Compare to this shot from X (2022) —
The door opening motivates the light to be faded up. But the filmmakers prolong the fade (it should almost be instant) because it adds to the fear: what’s in the basement? Yet it doesn’t feel as stylized as those in Citizen Kane because it is motivated. And I would suggest that most contemporary uses of electric dissolves are when characters enter/exit spaces.
Electric Dissolves. Cool effect. Cool term. I’d name my synthwave band Electric Dissolve. But the thing is I’ve not found any reference to it other than on Ellis’ blog.
It seem as if Ellis was inferring it from this interview between Peter Bogdanovich (PD) and Orson Welles (OW) from This is Orson Welles:
PB: All the dissolves were very carefully designed, it seemed.
OW: They're done electrically instead of optically.
PB: Could you describe that?
OW: We actually dimmed down lights on the stage—leaving lit the one key thing you wanted to see longer— and brought up the lights the same way for the incoming scene. In other words, if the last thing you want to see is Susan, that's the last thing you see, because all the other lights are fading out around her by dimmer, just as you would do it in the theatre. When you add the dissolve electrically, Susan lingers there, instead of the whole picture going out and another whole picture coming in. They were very carefully designed. All so that the dissolve would be more beautiful. And I still do it all the time.
+++++
• The exercise:
Answer these questions about the electric dissolves text above:
1. In the shot from X (2022), what motivates the light to be faded up?
2. What would the writer name a synthwave band?
3. What is the source of the interview between Bogdanovich and Welles?
+++++
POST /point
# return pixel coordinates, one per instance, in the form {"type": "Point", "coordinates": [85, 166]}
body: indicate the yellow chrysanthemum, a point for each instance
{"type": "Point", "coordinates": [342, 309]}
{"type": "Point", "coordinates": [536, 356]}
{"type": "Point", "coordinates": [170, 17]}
+++++
• Complete output:
1. The door opening.
2. Electric Dissolve.
3. This is Orson Welles.